*** THE INPUT

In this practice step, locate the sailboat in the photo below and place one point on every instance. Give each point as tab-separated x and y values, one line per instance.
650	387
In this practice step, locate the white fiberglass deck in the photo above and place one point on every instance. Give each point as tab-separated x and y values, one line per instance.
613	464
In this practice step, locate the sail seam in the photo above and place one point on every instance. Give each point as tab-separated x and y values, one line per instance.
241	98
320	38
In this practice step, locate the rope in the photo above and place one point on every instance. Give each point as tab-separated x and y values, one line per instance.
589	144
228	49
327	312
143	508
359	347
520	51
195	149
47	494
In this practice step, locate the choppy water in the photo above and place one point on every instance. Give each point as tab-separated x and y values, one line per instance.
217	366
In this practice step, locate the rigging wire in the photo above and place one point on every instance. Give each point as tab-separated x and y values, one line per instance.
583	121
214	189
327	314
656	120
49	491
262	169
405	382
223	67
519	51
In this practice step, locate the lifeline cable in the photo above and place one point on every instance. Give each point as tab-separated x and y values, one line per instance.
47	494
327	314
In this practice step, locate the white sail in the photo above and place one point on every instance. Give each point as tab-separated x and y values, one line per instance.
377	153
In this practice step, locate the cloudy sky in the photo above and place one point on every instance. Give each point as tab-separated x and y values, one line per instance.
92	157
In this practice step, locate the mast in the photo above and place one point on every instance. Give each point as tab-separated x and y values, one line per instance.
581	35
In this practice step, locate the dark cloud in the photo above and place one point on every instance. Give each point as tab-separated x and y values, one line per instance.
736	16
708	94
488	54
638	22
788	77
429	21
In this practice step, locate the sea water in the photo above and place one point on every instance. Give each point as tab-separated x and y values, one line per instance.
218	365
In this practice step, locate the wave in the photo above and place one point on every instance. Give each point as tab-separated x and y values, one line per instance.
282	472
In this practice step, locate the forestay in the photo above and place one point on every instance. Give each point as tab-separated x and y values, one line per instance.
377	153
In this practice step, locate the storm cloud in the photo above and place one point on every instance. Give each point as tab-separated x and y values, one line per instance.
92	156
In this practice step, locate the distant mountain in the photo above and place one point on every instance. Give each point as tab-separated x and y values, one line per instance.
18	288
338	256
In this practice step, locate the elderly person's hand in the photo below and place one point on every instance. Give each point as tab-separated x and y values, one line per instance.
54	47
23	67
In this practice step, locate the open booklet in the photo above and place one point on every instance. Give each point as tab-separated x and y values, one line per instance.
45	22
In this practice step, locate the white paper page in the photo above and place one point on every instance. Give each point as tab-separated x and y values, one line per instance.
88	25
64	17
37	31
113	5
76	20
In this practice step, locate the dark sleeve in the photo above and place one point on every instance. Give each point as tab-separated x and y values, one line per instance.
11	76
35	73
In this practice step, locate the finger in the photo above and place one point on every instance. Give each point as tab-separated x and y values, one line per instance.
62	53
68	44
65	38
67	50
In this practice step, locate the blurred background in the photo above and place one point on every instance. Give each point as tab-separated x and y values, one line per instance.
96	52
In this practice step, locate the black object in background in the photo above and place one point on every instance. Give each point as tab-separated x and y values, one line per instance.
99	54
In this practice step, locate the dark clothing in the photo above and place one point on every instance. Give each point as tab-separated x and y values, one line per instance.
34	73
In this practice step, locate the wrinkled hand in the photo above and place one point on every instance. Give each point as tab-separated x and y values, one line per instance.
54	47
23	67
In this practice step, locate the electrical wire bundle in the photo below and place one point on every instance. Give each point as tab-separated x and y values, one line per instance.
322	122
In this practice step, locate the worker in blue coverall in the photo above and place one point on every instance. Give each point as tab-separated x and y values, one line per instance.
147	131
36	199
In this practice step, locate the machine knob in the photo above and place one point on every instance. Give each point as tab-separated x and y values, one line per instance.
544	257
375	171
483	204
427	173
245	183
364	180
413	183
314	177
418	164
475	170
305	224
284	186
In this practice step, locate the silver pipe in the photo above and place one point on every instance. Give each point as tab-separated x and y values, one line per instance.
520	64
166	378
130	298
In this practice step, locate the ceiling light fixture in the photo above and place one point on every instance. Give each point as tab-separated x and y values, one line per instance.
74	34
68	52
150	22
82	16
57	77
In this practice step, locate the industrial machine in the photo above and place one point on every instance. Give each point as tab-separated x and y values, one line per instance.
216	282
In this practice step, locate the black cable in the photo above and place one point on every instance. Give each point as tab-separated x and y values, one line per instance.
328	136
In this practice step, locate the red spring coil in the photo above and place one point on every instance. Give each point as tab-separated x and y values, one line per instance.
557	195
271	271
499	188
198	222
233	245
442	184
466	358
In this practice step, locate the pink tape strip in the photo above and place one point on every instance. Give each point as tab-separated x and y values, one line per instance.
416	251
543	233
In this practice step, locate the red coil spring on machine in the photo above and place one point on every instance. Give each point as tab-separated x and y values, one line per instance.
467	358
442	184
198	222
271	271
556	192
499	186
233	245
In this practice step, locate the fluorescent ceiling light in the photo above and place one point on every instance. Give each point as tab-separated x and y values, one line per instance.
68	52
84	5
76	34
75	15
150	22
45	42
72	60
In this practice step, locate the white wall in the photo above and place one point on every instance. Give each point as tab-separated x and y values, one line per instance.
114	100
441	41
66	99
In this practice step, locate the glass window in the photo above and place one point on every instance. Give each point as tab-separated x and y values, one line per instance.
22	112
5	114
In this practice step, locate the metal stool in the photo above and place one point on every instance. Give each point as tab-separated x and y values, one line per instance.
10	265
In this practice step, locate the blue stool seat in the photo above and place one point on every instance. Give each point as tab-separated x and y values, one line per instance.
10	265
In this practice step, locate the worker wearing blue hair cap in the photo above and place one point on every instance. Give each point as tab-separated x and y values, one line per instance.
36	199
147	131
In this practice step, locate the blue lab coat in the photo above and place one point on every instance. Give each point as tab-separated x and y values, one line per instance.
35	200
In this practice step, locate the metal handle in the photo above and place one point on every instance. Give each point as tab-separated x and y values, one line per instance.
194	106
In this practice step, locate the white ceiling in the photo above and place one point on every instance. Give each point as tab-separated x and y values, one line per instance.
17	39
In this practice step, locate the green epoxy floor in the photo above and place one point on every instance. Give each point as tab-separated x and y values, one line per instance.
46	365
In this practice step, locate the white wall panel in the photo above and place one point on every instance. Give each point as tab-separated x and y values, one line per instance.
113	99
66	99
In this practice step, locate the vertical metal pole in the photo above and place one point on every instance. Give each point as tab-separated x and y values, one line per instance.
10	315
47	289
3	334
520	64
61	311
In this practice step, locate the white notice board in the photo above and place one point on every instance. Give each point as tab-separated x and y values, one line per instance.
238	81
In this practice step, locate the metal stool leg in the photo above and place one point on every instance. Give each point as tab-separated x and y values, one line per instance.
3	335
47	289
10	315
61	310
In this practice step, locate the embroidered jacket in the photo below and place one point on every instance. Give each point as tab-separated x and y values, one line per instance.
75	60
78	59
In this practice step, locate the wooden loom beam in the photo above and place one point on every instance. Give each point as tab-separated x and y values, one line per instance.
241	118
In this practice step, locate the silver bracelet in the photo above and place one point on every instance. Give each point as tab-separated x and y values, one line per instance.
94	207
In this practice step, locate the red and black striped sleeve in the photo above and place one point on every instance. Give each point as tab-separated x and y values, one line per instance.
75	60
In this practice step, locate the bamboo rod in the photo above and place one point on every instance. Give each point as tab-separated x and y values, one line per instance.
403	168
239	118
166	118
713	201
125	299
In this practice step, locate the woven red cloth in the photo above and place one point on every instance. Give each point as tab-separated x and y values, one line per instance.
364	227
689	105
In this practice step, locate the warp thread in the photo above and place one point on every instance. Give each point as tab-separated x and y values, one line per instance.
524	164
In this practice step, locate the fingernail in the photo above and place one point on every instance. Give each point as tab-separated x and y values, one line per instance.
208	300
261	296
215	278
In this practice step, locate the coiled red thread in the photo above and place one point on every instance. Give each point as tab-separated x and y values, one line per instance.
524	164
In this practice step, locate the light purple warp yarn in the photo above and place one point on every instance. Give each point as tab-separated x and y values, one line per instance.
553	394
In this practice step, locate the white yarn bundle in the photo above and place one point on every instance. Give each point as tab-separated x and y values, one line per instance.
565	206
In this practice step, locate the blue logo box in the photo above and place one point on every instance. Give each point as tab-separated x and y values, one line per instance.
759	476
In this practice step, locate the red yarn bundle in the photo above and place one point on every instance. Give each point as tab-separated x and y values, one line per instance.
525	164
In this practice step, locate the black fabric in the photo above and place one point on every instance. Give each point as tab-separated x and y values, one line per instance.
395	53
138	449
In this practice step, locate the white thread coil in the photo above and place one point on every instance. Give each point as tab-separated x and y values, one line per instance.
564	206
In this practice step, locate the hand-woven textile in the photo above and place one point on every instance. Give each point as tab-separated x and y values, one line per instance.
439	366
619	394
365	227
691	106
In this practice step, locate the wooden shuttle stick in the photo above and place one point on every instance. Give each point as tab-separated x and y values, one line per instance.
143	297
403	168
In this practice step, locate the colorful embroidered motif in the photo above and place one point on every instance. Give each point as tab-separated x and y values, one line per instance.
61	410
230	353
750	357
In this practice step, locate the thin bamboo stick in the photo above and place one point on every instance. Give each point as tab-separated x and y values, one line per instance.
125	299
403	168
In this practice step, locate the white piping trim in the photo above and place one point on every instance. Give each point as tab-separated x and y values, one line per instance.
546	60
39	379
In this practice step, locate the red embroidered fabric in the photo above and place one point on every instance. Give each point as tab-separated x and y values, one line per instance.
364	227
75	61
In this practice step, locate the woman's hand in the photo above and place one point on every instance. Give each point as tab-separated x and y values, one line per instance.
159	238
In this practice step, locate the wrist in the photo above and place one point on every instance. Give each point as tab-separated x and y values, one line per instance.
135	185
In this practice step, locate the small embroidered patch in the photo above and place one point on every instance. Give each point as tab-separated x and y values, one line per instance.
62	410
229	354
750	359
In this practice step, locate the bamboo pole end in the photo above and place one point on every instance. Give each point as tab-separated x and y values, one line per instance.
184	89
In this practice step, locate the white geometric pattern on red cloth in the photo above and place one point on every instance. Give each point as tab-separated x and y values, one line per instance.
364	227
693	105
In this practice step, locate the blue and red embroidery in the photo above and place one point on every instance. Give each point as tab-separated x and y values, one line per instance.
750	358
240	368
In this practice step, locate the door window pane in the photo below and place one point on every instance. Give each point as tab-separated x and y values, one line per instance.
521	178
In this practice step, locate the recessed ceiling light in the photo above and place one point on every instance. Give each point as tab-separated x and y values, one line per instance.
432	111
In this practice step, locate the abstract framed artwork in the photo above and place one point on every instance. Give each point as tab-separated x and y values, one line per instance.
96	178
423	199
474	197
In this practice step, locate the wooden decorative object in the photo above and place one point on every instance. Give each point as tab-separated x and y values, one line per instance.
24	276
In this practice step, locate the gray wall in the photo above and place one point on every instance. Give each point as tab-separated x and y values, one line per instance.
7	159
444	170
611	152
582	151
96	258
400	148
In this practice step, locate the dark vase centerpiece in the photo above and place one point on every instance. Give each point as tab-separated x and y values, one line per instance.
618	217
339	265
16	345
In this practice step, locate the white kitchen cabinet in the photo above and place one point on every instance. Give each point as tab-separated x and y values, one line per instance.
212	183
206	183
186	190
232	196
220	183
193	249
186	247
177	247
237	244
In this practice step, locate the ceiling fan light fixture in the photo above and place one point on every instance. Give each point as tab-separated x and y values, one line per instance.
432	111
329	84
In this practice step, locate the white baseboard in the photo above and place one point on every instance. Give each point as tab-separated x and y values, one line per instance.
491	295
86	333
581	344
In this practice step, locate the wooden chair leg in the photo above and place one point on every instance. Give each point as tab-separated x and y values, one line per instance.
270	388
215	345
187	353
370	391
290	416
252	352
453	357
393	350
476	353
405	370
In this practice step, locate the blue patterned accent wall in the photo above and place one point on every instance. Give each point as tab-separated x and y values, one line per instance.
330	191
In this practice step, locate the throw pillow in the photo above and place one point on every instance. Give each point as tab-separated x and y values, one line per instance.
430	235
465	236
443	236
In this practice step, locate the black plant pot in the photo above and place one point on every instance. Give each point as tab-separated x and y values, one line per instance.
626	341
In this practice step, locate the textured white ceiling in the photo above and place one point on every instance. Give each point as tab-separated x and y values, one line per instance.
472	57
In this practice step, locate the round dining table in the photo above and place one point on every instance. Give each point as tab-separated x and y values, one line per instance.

******

SHORT TASK:
Beginning at the line that holds "In this practice step, locate the wooden chair", reproduce each line of the records above down to and including the last one.

OUTPUT:
In this practice step, locate the wooden chair leg in the photo above and place one point on every instance. Give each point as tab-separated x and y values, one line per instance.
270	388
215	345
187	353
370	391
290	416
252	352
453	357
393	350
476	353
405	370
In this practice step, locate the blue patterned accent wall in the photo above and place one point on every instance. Give each point as tab-separated x and y values, one line per instance.
330	191
In this practice step, locate the throw pillow in the photo above and place one point on every instance. Give each point as tab-separated x and y values, one line per instance.
430	235
465	236
443	236
In this practice step, locate the black plant pot in the photo above and place one point on every instance. Give each point as tab-separated x and y values, one line per instance.
626	341
In this practice step, locate the textured white ceiling in the photo above and place one point on every instance. Give each point as tab-separated x and y values, one line per instance.
472	57
In this practice step, locate the round dining table in the photo above and place one point on every instance. Give each point as tab-separated x and y values, one line per instance.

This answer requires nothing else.